What this task involves - Can you convert everything from the line containing "Please locate the filippi" down to the end of the items below into a Markdown table with the columns Row and Entry, numbering each line and leaving out blank lines?

A block of data
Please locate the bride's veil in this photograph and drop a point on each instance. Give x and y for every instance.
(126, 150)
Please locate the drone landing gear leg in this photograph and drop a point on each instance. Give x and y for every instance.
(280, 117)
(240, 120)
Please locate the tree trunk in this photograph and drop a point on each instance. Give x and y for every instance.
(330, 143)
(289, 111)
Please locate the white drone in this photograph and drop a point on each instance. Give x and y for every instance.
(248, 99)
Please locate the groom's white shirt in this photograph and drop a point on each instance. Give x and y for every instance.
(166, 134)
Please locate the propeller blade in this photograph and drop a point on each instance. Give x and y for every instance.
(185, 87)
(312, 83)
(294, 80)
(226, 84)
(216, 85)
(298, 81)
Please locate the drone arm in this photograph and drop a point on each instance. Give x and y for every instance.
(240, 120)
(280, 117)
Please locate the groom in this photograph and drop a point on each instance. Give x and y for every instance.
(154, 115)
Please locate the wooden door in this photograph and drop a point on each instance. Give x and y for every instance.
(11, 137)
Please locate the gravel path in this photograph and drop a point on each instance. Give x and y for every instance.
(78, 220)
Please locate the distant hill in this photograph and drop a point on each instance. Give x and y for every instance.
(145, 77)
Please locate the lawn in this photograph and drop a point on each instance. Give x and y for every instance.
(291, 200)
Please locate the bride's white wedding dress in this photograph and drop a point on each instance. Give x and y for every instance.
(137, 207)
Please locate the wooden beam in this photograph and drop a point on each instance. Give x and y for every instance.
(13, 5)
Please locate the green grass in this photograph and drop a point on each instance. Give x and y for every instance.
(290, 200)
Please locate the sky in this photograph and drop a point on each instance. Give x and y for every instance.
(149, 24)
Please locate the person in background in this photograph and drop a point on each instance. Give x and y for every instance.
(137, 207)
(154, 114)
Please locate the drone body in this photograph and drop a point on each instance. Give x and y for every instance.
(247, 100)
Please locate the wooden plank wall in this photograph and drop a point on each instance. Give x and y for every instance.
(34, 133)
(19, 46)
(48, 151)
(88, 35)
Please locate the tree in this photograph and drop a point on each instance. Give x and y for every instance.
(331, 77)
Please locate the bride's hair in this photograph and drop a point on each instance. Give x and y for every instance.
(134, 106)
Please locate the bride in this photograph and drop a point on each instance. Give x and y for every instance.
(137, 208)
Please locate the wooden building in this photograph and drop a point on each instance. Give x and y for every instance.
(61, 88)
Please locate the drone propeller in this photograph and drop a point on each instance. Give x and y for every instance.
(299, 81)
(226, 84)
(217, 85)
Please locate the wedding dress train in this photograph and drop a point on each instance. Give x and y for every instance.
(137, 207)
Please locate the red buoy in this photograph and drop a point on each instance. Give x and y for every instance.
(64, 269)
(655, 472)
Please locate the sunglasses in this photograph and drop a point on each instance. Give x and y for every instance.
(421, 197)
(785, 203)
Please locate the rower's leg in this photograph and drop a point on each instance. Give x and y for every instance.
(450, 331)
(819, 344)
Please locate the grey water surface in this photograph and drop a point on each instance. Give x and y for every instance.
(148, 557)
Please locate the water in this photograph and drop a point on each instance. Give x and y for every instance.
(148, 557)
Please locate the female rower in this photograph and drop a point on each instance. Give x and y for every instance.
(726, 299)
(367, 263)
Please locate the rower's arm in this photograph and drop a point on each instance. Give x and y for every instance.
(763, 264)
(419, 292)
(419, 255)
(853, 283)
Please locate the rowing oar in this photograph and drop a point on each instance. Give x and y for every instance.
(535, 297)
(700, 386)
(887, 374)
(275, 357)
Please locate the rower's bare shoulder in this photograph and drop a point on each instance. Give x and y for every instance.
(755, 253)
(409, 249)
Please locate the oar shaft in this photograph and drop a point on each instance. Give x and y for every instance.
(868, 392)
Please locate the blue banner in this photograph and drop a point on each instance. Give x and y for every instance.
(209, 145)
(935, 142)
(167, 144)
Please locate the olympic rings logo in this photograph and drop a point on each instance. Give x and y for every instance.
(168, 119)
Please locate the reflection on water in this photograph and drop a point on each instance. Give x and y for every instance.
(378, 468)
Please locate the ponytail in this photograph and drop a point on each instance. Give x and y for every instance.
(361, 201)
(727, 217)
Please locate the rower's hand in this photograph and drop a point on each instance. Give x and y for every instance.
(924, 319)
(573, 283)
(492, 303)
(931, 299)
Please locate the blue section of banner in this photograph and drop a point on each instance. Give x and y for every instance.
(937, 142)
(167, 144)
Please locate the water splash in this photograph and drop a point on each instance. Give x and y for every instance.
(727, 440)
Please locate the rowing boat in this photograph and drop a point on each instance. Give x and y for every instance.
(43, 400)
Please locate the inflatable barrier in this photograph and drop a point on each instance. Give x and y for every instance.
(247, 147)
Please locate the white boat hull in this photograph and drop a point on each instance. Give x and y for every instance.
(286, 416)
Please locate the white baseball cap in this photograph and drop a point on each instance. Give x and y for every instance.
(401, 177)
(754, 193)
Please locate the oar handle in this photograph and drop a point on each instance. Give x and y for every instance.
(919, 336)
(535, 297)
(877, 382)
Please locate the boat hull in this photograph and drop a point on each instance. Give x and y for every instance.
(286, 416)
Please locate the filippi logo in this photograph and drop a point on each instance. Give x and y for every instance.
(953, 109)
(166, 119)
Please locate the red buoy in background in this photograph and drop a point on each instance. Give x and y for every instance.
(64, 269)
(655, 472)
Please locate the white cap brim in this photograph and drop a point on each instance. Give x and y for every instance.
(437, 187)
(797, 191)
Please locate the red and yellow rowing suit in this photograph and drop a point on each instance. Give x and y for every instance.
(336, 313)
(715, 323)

Result of this task -
| Row | Entry |
|---|---|
| 1 | Please locate the filippi logo in this photograph and drop a point on each instance. Give x and y for every instance. |
| 2 | (953, 109) |
| 3 | (166, 119) |
| 4 | Please locate the red buoy in background in this photograph and drop a point on each instance. Give x and y for every instance. |
| 5 | (64, 269) |
| 6 | (655, 472) |
| 7 | Please locate the white cap brim in this photograph and drop a point on each instance. Give x and y for every instance. |
| 8 | (437, 187) |
| 9 | (797, 191) |
| 10 | Please locate the red and yellow rowing suit in this photograph and drop a point on each instance. Give x and y for every instance. |
| 11 | (336, 313) |
| 12 | (715, 323) |